Was das Zentrum einzigartig macht, ist sein ganzheitlicher, präventiver Ansatz – mit besonderem Fokus auf die musikalische und berufliche Identität.Tabuthemen in einer scheinbar offenen Generation
Ein zentrales Thema in unserem Gespräch war die Diskretion. Heidi betonte, wie wichtig ein sicherer Raum ist – denn obwohl junge Musiker:innen oft selbstbewusster auftreten, gibt es nach wie vor viele Tabus: Schmerz, Angst, Scham, Lampenfieber, Zukunftsängste.
Gerade in Orchestern oder Hochschulstrukturen fällt es vielen schwer, sich Hilfe zu holen – aus Angst, von Kolleg.innen oder Professor.innen gesehen und abgewertet zu werden. Hier zeigt sich der große Vorteil der Unabhängigkeit des Zentrums.„Leistungsmusik“ und die Kunst der Regeneration
Wir diskutierten auch Heidis Begriff der „Leistungsmusik“, besonders im Zusammenhang mit Probespielen. Musiker:innen, so sagt sie, erbringen Höchstleistungen wie Spitzensportler. Ein fünfstündiges Wagner-Werk verlangt volle körperliche und mentale Präsenz.
Doch im Gegensatz zum Sport fehlt in der Musik oft eine Kultur der Regeneration. Während im Leistungssport Pausen essenziell sind, wird vor Probespielen meist noch intensiver geübt – häufig mit gegenteiligem Effekt.
„Regeneration ist eine Frage der Verantwortung. Man muss lernen, mit Körper, Seele und Umwelt umzugehen – sonst bleibt die Gesundheit auf der Strecke.“
Vorbereitung auf Probespiele: Mehr als nur Technik
Heidis Sicht auf Probespiele:
„Es gibt keinen Standardplan. Jeder Mensch braucht etwas anderes.“
Statt pauschaler Ratschläge arbeitet sie individuell – je nach Persönlichkeitsstruktur. Häufig glauben Musiker:innen, dass mehr Übung mehr Sicherheit bedeutet. Doch das Gehirn kann durch Überlastung ins Stolpern geraten. Ihre Empfehlung:
„Konzentriere dich vor einer schwierigen Stelle auf zwei schöne Passagen davor und danach – wiederhole diese. Das Gehirn verbindet sie, integriert die schwierige Passage und löst die Angst.“
Variablen einer künstlerischen Identität
Ein zentrales Thema des Gesprächs war die künstlerische Identität. Für Heidi beruht sie auf einem Dreiklang:
Bindung (zum Instrument, zur Musik…)
Autonomie (Selbstfürsorge, Grenzen, Verantwortung…)
Musikalische Kompetenz (emotionale Ausdruckskraft, technische Meisterschaft…)
Aus dieser Triade entsteht die innere künstlerische Persönlichkeit.

### Erfasste Daten
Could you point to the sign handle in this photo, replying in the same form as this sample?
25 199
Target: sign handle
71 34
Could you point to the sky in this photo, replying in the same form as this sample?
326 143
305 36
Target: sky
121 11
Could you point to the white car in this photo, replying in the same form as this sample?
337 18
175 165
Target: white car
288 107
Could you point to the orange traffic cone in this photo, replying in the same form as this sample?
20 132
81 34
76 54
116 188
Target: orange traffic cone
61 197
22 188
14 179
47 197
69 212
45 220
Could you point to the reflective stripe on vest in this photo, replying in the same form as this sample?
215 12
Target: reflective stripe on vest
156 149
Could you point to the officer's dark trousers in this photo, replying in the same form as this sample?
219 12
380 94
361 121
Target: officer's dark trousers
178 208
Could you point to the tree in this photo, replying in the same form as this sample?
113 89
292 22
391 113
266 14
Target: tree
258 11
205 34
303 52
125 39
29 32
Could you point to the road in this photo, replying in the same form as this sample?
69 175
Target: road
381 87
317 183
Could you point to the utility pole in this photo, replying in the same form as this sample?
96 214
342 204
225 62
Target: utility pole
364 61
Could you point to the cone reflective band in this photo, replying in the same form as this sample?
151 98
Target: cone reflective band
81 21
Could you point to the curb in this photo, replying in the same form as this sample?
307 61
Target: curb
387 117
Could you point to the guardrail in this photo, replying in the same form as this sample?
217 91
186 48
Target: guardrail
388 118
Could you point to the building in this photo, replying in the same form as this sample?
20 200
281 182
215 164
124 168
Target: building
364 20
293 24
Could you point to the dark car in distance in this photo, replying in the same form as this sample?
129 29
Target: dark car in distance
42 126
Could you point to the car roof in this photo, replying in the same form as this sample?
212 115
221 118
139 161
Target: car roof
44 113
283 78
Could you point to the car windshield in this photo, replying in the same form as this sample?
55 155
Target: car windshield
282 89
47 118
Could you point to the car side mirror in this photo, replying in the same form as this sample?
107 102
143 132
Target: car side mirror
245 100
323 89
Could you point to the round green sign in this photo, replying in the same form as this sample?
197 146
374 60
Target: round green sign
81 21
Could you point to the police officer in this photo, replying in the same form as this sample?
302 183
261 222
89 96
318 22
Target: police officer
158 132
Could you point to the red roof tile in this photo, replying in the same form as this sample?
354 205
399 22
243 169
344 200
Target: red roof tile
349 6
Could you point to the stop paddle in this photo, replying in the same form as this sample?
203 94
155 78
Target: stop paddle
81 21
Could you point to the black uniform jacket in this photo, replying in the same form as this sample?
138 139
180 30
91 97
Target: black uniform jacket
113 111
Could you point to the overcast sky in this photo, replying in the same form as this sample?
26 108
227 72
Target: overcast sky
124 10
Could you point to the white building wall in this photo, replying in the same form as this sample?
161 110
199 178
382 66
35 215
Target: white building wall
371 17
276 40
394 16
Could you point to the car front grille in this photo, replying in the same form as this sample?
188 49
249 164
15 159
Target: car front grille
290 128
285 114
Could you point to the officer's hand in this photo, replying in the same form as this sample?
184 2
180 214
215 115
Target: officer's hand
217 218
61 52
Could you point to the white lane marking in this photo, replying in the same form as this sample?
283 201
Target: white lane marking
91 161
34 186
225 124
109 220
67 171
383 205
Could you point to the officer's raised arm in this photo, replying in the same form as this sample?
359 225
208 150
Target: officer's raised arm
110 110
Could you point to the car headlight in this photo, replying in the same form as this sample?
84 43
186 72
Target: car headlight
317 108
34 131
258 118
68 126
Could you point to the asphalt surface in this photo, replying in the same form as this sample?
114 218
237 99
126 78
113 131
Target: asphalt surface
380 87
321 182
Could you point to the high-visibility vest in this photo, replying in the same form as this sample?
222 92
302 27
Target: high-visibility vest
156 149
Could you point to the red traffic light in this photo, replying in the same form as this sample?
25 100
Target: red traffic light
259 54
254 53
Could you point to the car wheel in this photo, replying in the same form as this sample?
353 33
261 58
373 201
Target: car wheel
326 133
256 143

### Aufgabe A
Bearbeite im Dokumenttext alles von „Gerade in Orchestern“ bis hinunter zu „und mentale Präsenz.“ und gib diesen Abschnitt mit „Leistungssportler“ anstelle von „Spitzensportler“ wieder.
### Aufgabe B
Setze den Text über Gesundheit und künstlerische Identität von Musiker:innen nach seinem letzten Satz fort.

### Lösung A
Gerade in Orchestern oder Hochschulstrukturen fällt es vielen schwer, sich Hilfe zu holen – aus Angst, von Kolleg.innen oder Professor.innen gesehen und abgewertet zu werden. Hier zeigt sich der große Vorteil der Unabhängigkeit des Zentrums.„Leistungsmusik“ und die Kunst der Regeneration
Wir diskutierten auch Heidis Begriff der „Leistungsmusik“, besonders im Zusammenhang mit Probespielen. Musiker:innen, so sagt sie, erbringen Höchstleistungen wie Leistungssportler. Ein fünfstündiges Wagner-Werk verlangt volle körperliche und mentale Präsenz.

### Lösung B
„Künstlerische Identität beginnt, wo das bloße Kopieren endet.“
Sie entwickelt sich oft in der Jugend – in der Ablösung von Lehrenden, Eltern und fremden Idealen. Identität wird nicht gemacht, sondern integriert, wie ein inneres Kaleidoskop. Und: Sie kann nicht zerstört werden, höchstens blockiert. Die therapeutische Arbeit besteht darin, diese Identität neu zu organisieren und zugänglich zu machen.
Vom Orchesterleben und der inneren Stärke
Die Integration der eigenen Identität in ein Orchester ist komplex. Orchester sind per se nicht-demokratische Systeme. Man muss lernen, sich einzufügen – ohne sich selbst zu verlieren.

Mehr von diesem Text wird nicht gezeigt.